Start of Selected excerpt

When I look back at the last 25 years, I often wonder, "why did I bother with college?"  It's not like we dissect Dostoevsky novels or discuss parallel and relevant ideologies around the dinner table.  What I should have studied was hours and hours of Three Stooges movies.  What I'm getting at is this: I have listened to a lot of stupid arguments in my time.  I mean DUMB. It's important to define "dumb," for the scientific examination of this issue.  On a scale of 1 to 10, where 1 is a debate with your doctor over whether or not to get this year's flu shot (for 11% effectiveness last year?  I'm thinking, no.) and 10 is a congressional budget hearing (HOW much does an army surplus toilet cost?!!), I would rank the arguments in this house around a 13 1/2.  Let me present the evidence:

1.  Bedtime.  As a friend's husband once explained (loudly) to their daughter, "BEDTIME IS GOING TO HAPPEN EVERY NIGHT OF YOUR LIFE.  GET OVER IT."  And yet, every night we have the same debate.  Every night.  Every.  Night.  For 18 years, per child.  I have 6 of them.  I don't want to do the math.

End of Selected excerpt

## Prompt
Please copy out the part of the post about arguments at home that opens with the words containing "1.  Bedtime.  As" and closes with "do the math.", keeping every word and mark as it stands.

Start of Supplied information

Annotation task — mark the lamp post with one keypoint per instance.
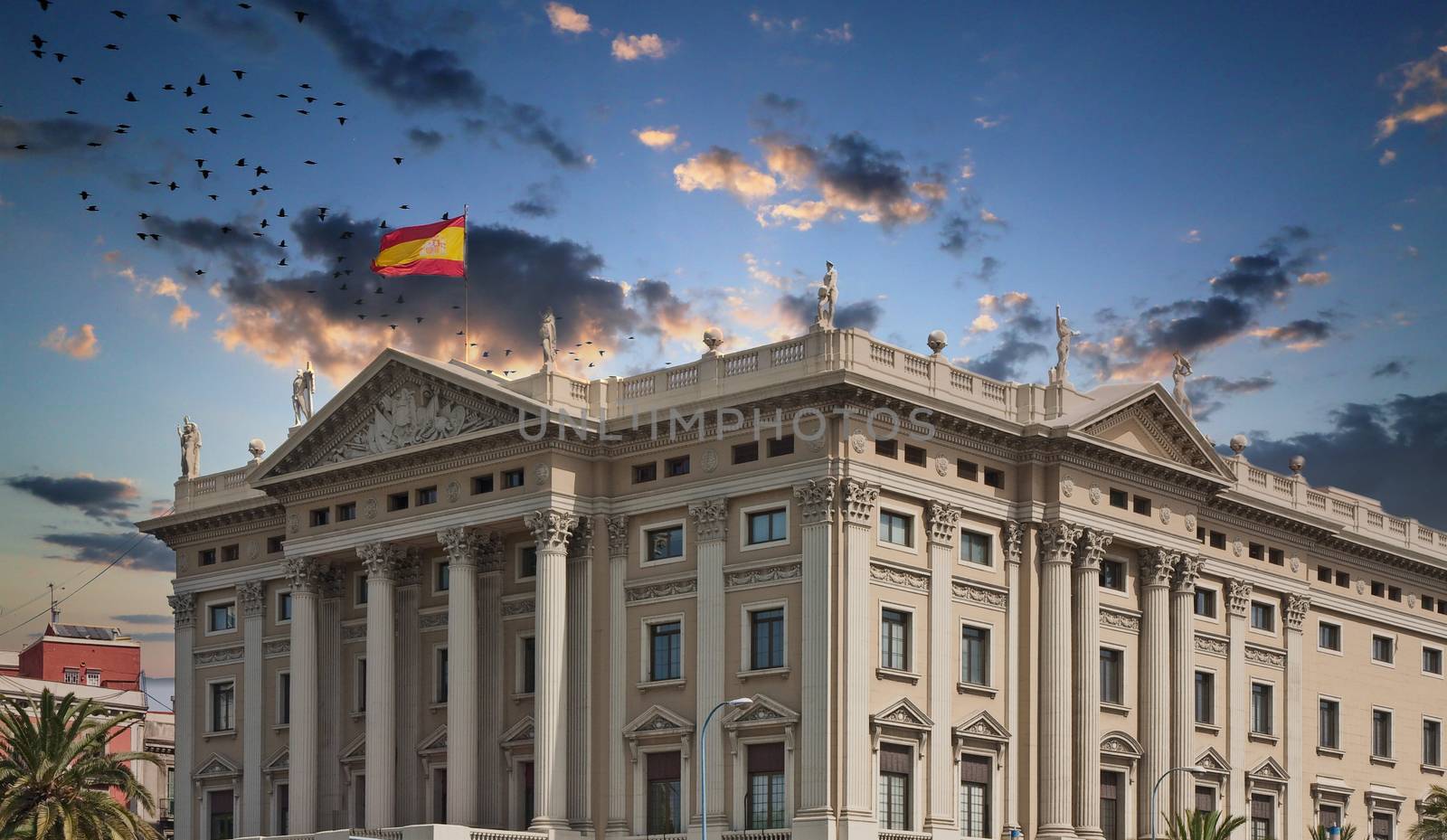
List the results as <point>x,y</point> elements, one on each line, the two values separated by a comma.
<point>1157,789</point>
<point>704,760</point>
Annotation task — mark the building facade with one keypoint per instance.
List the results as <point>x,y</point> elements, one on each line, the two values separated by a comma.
<point>959,608</point>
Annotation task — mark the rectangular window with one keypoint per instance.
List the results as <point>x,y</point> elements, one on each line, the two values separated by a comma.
<point>665,788</point>
<point>1205,697</point>
<point>1261,709</point>
<point>223,706</point>
<point>1206,603</point>
<point>766,637</point>
<point>767,526</point>
<point>1381,733</point>
<point>974,654</point>
<point>1113,574</point>
<point>1329,723</point>
<point>221,618</point>
<point>766,787</point>
<point>894,639</point>
<point>974,547</point>
<point>974,796</point>
<point>665,543</point>
<point>1111,675</point>
<point>665,651</point>
<point>1263,616</point>
<point>896,528</point>
<point>894,787</point>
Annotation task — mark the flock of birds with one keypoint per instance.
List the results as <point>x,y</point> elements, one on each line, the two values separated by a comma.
<point>383,309</point>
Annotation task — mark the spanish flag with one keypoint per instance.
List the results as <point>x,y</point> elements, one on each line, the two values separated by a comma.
<point>436,249</point>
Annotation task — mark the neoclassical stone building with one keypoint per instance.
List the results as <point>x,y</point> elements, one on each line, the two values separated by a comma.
<point>441,600</point>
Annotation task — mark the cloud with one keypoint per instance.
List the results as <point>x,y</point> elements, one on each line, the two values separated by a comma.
<point>568,19</point>
<point>1391,450</point>
<point>636,46</point>
<point>105,499</point>
<point>657,137</point>
<point>147,552</point>
<point>83,344</point>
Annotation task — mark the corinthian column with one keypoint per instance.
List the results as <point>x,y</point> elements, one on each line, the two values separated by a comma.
<point>463,782</point>
<point>1056,552</point>
<point>817,512</point>
<point>1294,609</point>
<point>1183,678</point>
<point>380,560</point>
<point>552,530</point>
<point>709,530</point>
<point>185,707</point>
<point>301,736</point>
<point>1237,605</point>
<point>944,533</point>
<point>252,598</point>
<point>1157,565</point>
<point>1089,552</point>
<point>617,677</point>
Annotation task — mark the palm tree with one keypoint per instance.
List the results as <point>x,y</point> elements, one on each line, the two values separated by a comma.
<point>57,779</point>
<point>1433,825</point>
<point>1203,826</point>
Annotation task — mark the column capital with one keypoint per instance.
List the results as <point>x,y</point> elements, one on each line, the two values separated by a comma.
<point>304,572</point>
<point>1058,541</point>
<point>817,501</point>
<point>1092,550</point>
<point>944,523</point>
<point>184,608</point>
<point>1188,569</point>
<point>857,502</point>
<point>619,535</point>
<point>1239,598</point>
<point>1157,565</point>
<point>252,594</point>
<point>709,519</point>
<point>1295,609</point>
<point>550,526</point>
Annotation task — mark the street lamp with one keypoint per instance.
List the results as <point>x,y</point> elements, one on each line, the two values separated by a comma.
<point>1157,788</point>
<point>704,753</point>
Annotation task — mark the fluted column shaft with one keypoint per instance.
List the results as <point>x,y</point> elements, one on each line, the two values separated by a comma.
<point>1089,554</point>
<point>1056,742</point>
<point>381,684</point>
<point>252,599</point>
<point>1157,565</point>
<point>185,713</point>
<point>463,782</point>
<point>552,530</point>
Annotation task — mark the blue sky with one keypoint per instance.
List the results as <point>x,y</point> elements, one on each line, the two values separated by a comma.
<point>657,168</point>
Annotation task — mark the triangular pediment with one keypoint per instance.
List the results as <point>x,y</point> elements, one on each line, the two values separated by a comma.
<point>398,402</point>
<point>1149,422</point>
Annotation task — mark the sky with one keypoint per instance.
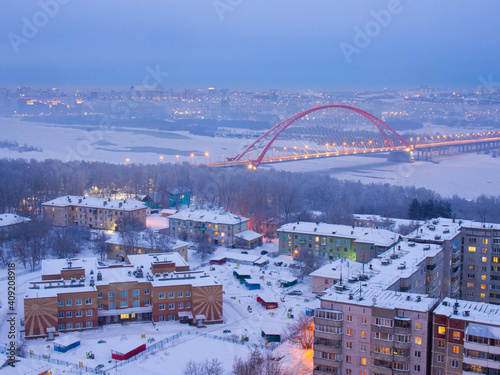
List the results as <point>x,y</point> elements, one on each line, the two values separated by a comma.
<point>250,44</point>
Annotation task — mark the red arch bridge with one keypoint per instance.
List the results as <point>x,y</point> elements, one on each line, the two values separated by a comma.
<point>315,133</point>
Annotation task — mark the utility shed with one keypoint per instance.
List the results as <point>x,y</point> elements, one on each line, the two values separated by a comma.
<point>64,343</point>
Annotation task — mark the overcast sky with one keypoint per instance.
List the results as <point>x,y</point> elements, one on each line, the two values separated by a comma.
<point>255,44</point>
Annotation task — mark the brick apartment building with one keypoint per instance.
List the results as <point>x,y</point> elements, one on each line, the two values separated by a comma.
<point>78,294</point>
<point>100,213</point>
<point>332,241</point>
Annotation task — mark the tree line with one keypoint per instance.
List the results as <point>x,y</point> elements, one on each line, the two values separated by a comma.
<point>263,194</point>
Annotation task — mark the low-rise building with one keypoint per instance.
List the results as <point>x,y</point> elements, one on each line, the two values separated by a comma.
<point>79,294</point>
<point>406,267</point>
<point>8,222</point>
<point>332,241</point>
<point>119,249</point>
<point>99,213</point>
<point>466,338</point>
<point>217,226</point>
<point>372,331</point>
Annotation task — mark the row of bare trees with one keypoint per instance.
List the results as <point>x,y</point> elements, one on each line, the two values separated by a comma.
<point>259,194</point>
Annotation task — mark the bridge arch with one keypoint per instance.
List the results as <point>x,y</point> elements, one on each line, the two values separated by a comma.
<point>266,140</point>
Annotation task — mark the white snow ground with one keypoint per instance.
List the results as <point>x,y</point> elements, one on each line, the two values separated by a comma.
<point>467,175</point>
<point>192,344</point>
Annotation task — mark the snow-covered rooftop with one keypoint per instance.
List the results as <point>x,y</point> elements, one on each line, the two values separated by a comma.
<point>115,239</point>
<point>477,312</point>
<point>341,267</point>
<point>113,274</point>
<point>94,202</point>
<point>218,216</point>
<point>248,235</point>
<point>379,237</point>
<point>400,261</point>
<point>384,298</point>
<point>11,219</point>
<point>438,230</point>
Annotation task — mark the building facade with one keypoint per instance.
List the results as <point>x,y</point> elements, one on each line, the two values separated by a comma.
<point>466,338</point>
<point>331,241</point>
<point>217,226</point>
<point>99,213</point>
<point>372,332</point>
<point>79,294</point>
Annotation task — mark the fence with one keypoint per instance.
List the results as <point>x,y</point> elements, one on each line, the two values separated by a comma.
<point>67,364</point>
<point>21,273</point>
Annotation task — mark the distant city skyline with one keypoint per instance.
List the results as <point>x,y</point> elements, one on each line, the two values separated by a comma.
<point>254,45</point>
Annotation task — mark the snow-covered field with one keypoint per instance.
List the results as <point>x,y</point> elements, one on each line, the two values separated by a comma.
<point>199,344</point>
<point>467,175</point>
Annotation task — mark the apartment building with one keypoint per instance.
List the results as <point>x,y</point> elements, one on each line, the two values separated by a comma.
<point>372,331</point>
<point>332,241</point>
<point>447,234</point>
<point>466,338</point>
<point>79,294</point>
<point>120,250</point>
<point>219,226</point>
<point>100,213</point>
<point>8,222</point>
<point>406,267</point>
<point>481,261</point>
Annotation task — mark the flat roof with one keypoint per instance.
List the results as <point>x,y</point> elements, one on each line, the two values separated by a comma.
<point>379,237</point>
<point>437,230</point>
<point>216,216</point>
<point>400,261</point>
<point>484,313</point>
<point>12,219</point>
<point>384,298</point>
<point>94,202</point>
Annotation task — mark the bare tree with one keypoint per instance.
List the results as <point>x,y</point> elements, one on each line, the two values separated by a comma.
<point>99,245</point>
<point>301,331</point>
<point>257,364</point>
<point>204,248</point>
<point>212,367</point>
<point>309,262</point>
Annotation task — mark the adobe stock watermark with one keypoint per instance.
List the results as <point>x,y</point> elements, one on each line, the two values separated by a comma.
<point>225,6</point>
<point>364,36</point>
<point>31,26</point>
<point>119,110</point>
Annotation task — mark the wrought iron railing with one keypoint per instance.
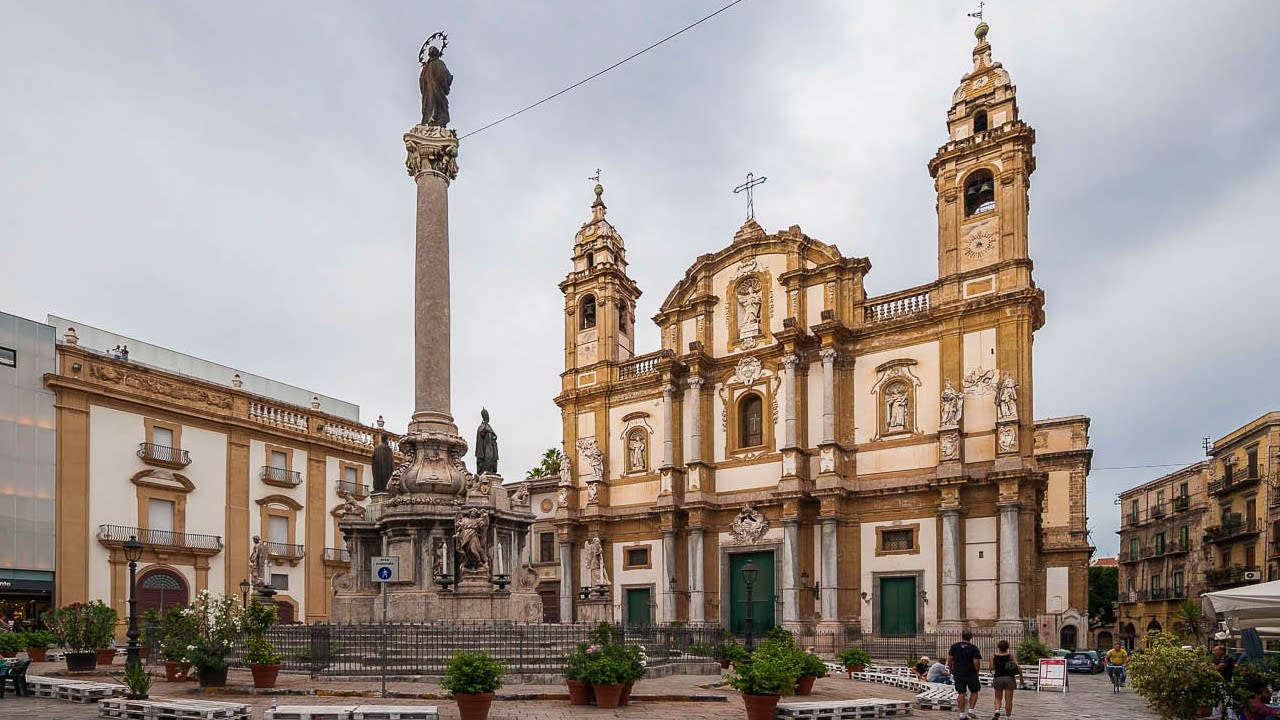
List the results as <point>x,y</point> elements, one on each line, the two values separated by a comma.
<point>159,538</point>
<point>152,452</point>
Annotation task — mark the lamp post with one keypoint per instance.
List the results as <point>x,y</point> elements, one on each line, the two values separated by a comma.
<point>749,573</point>
<point>132,552</point>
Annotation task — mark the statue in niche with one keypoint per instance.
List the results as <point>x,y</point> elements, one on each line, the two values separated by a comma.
<point>384,464</point>
<point>952,405</point>
<point>487,446</point>
<point>469,534</point>
<point>749,300</point>
<point>593,556</point>
<point>434,81</point>
<point>1006,399</point>
<point>895,408</point>
<point>636,445</point>
<point>257,560</point>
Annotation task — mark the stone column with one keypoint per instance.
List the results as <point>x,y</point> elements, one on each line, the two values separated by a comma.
<point>830,570</point>
<point>695,433</point>
<point>828,393</point>
<point>695,575</point>
<point>668,573</point>
<point>1010,605</point>
<point>951,619</point>
<point>790,556</point>
<point>567,589</point>
<point>789,402</point>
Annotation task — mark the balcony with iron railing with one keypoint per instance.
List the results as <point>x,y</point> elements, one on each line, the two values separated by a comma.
<point>168,541</point>
<point>163,455</point>
<point>280,477</point>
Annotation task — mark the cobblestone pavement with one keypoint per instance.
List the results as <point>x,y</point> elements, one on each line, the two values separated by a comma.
<point>1088,698</point>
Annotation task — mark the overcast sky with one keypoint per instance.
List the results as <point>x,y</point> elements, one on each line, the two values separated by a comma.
<point>227,180</point>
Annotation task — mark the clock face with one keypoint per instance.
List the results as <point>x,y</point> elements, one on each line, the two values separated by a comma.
<point>979,244</point>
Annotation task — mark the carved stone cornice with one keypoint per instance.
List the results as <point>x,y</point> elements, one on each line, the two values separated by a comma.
<point>432,149</point>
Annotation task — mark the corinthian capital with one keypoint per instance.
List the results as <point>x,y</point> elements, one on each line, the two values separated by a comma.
<point>432,149</point>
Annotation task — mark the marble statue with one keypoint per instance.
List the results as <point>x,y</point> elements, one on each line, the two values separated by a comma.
<point>952,405</point>
<point>434,81</point>
<point>469,533</point>
<point>487,446</point>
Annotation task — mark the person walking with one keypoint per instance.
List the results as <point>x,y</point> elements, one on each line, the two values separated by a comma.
<point>963,660</point>
<point>1004,669</point>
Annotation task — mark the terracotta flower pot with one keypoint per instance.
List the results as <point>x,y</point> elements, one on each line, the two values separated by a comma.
<point>81,661</point>
<point>607,696</point>
<point>579,692</point>
<point>760,706</point>
<point>472,706</point>
<point>264,674</point>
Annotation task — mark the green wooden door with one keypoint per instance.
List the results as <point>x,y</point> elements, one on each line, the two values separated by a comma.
<point>762,592</point>
<point>639,606</point>
<point>897,601</point>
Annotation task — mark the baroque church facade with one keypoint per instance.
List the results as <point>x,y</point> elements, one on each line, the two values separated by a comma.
<point>874,459</point>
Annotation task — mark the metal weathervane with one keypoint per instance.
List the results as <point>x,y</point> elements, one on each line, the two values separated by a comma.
<point>752,181</point>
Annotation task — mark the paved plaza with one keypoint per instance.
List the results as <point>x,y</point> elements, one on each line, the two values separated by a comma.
<point>1089,698</point>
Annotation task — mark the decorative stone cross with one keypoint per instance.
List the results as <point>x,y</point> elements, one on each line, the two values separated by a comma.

End of Supplied information

## Output below
1.  Bedtime.  As a friend's husband once explained (loudly) to their daughter, "BEDTIME IS GOING TO HAPPEN EVERY NIGHT OF YOUR LIFE.  GET OVER IT."  And yet, every night we have the same debate.  Every night.  Every.  Night.  For 18 years, per child.  I have 6 of them.  I don't want to do the math.